Problem description: Transcribe all the records with complete accuracy.

Task material:

■ ■ ■ ■ ■ ■ ■

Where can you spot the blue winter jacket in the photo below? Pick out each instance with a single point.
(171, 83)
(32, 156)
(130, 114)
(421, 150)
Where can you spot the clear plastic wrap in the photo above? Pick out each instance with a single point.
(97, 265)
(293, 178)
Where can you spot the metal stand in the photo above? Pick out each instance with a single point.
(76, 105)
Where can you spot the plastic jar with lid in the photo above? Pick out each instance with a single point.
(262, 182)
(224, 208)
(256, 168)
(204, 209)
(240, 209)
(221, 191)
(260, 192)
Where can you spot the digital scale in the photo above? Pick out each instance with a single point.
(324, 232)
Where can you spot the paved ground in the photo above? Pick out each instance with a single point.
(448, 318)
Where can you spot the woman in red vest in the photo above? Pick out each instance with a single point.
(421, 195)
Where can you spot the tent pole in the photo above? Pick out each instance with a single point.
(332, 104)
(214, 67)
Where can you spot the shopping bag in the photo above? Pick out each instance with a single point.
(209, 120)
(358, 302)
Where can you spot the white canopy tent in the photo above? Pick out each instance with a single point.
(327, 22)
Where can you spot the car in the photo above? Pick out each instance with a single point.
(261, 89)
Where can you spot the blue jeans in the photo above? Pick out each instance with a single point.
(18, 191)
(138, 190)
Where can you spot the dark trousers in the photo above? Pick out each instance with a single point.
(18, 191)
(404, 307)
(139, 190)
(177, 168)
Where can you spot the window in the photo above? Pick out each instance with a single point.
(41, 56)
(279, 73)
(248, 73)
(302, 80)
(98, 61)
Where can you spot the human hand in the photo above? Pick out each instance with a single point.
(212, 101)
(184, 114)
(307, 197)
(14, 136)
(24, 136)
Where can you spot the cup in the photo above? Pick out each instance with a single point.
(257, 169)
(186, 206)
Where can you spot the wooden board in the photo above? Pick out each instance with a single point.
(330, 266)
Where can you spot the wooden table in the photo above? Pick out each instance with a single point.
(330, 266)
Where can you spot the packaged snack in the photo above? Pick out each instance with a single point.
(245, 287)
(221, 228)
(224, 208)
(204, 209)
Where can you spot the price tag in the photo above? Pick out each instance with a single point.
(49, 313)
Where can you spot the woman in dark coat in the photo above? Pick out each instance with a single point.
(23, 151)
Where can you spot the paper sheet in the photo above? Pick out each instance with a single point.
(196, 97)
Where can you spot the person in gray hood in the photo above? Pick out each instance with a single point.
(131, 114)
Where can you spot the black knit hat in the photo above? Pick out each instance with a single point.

■ ■ ■ ■ ■ ■ ■

Response to the task:
Where can you spot the blue winter jacket in the photo below? Pick out each instance with a single point.
(171, 83)
(32, 156)
(130, 114)
(421, 150)
Where can you spot the clear plastic wrap in the photo above? Pick out each instance with a single point.
(97, 265)
(293, 178)
Where can you spot the metal stand in the photo above? Pick out each instance with a single point.
(76, 105)
Where can you spot the plastic jar with lid in the photo above? Pick out each instance with a single point.
(262, 182)
(224, 208)
(256, 168)
(204, 209)
(240, 209)
(221, 191)
(260, 192)
Where can you spot the digital scale in the photo above? Pick out each instance with a single point.
(324, 232)
Where can you spot the paved ground in the photo above? Pick out each instance with a single point.
(448, 318)
Where can you spot the woman in red vest in the photo above? Pick out each instance with a single point.
(421, 195)
Where can you spot the tent pole in the photo above? Pick out each instance with a single point.
(332, 104)
(214, 67)
Where can you spot the shopping bag in the photo above? Pick out each instance with a single point.
(209, 120)
(358, 302)
Where can you spot the white canopy tent in the photo above? Pick out each instance with a single point.
(327, 22)
Where can you spot the car in the photo above? Pick out each instance with a single point.
(261, 89)
Where can you spot the blue jeans in the photo above? Pick out each instance with a single point.
(18, 191)
(138, 190)
Where can you spot the dark trousers in the photo above? Pick out each instance with a single point.
(18, 191)
(404, 307)
(139, 190)
(177, 168)
Where can you spot the window in the photo above? Pick out each instance with a single point.
(41, 56)
(279, 73)
(248, 73)
(302, 80)
(98, 61)
Where can you spot the human hand in the photo above? Pick out each instance with a single point.
(212, 101)
(184, 114)
(307, 197)
(14, 136)
(24, 136)
Where can you spot the cup in the photo above? Pick out each instance with a single point.
(257, 169)
(186, 206)
Where can you spot the wooden board in the photo above? Pick out each instance with a single point.
(330, 266)
Where can you spot the wooden table in the photo above? Pick out each instance with a single point.
(330, 266)
Where can you spot the packaged snack in the photo above? Pick out each instance with a single point.
(245, 287)
(221, 228)
(224, 208)
(204, 209)
Where can you spot the price tag in the photo above? Pick out each instance with a single point.
(49, 313)
Where can you spot the woman in dark coat in the photo above? Pick out each instance with a single point.
(23, 151)
Where can you spot the paper sheet in the photo above? Pick out each instance with a single point.
(196, 97)
Where can you spot the person in gray hood in the photo above? Pick out each instance with a single point.
(131, 114)
Where can you spot the black knit hat in the photo above? Pick out each instance with a single point.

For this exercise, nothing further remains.